- Reading passage -
- - -

Pelvic Inflammatory Disease (PID)
Explore 5-Minute Clinical Consult - view these FREE monographs:
-- The first section of this topic is shown below --
- An acute infection of the upper genital tract in women caused by the ascent of organisms, often sexually transmitted, from the vagina and endocervix to the uterus, fallopian tubes, ovaries, and contiguous structures
- Pelvic inflammatory disease (PID) is a broad term that encompasses a variety of upper genital tract infections, including endometritis, salpingitis, oophoritis, tubo-ovarian abscess, peritonitis, and perihepatitis.
- Salpingitis is the most important component due to its impact on future fertility (1).
- Diagnosis may be challenging and incorrect in up to 1/3 of cases. No set of criteria is both sensitive and specific for the disease.
- System(s) affected: Reproductive
- Predominant age: 15–25 years; this number has remained constant since early 1900s (2).
- Predominant sex: Female only
770,000 cases of acute PID diagnosed annually in the USA. Incidence decreased from 1885–2001. Estimated annual health care cost is $2 billion/year.
100–120/100,000 women (3)
- Sexually active and age <25 years
- First sexual activity at young age (<15 years)
- New/Multiple sexual partners
- Nonbarrier contraceptive methods (i.e., oral contraceptive pills)
- Previous history of PID; 20–25% will have a recurrence.
- History of Chlamydia trachomatis; 10–40% will develop PID.
- History of gonococcal cervicitis; 10–20% will develop PID (2).
- Educational programs about safer sex practices and STI prevention
- Barrier contraceptives, especially condoms and spermicidal creams or sponges, provide some protection.
- Early medical care with occurrence of genital lesions or abnormal discharge
- Intrauterine device (IUD) insertion is contraindicated in women with active (acute) cervical/pelvic infection, but not in most patients with a history of PID.
- Annual chlamydia screening of all sexually active women aged <25 years and of older women with risk factors (e.g., those who have a new sex partner/multiple sex partners
- Routine STI screening in pregnancy
- Evaluation and treatment of sexual partners after diagnosis with STI (2)
- The precise mechanism by which microorganisms ascend from the lower genital tract is unknown. Possible mechanisms include: (1) Ascent from cervix to endometrium to salpinx to peritoneal cavity; (2) lymphatic spread via infection of the parametrium; and (3) hematogenous route, although this is rare (2).
- Of cases, 75% occur within 7 days of menses, when cervical mucus favors ascent of organisms.
Multiple organisms may be etiologic agents in PID. Most cases are polymicrobial:
- C. trachomatis, Neisseria gonorrhoeae, genital tract mycoplasmas (particularly Mycoplasma genitalium), aerobic and anaerobic (Bacteroides fragilis) and vaginal flora (e.g., Prevotella, Peptostreptococci, Gardnerella vaginalis, Escherichia coli, Haemophilus influenza) are recognized as etiologic agents.
- Many of nongonococcal, nonchlamydial microorganisms recovered from upper genital tract in acute PID are associated with bacterial vaginosis (esp. P. bivius, P. disiens and P. capillosus) (4)
Commonly Associated Conditions
- If PID is suspected in a patient with an IUD and a pelvic abscess is present, an Actinomyces infection requiring penicillin treatment may be present.
- Rupture of an adnexal abscess is rare but life threatening. Early surgical exploration is mandatory.
- Chlamydial or gonococcal perihepatitis may occur with PID. This combination is called Fitz-Hugh-Curtis (FHC) syndrome and is characterized by severe pleuritic right upper quadrant pain. FHC syndrome complicates 10% of PID cases.

- - -

In the monograph on pelvic inflammatory disease, what name is given to the combination of chlamydial or gonococcal perihepatitis with PID?

- - -

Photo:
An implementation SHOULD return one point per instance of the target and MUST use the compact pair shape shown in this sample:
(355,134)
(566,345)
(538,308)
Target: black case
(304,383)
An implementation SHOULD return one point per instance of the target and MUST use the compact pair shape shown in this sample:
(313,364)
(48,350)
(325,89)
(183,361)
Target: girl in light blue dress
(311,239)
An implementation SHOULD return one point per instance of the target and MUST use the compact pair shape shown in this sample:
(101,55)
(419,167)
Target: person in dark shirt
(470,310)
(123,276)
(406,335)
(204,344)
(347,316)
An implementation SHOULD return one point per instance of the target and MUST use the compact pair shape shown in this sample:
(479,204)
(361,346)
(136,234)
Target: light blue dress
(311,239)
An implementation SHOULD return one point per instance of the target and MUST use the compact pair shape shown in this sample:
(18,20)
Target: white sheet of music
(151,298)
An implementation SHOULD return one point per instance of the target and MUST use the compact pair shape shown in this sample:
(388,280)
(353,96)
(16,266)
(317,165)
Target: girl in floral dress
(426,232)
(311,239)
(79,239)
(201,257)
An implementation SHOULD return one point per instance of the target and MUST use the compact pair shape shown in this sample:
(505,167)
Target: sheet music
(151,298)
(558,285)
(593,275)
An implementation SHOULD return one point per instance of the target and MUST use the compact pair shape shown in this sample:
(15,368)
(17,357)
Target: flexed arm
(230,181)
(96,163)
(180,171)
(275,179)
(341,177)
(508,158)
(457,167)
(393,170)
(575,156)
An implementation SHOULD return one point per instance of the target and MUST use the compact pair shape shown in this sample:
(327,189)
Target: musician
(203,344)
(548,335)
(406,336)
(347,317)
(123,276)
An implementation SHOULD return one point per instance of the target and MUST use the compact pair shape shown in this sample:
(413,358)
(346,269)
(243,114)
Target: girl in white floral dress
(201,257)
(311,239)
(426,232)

- - -

- Reply -
Fitz-Hugh-Curtis (FHC) syndrome.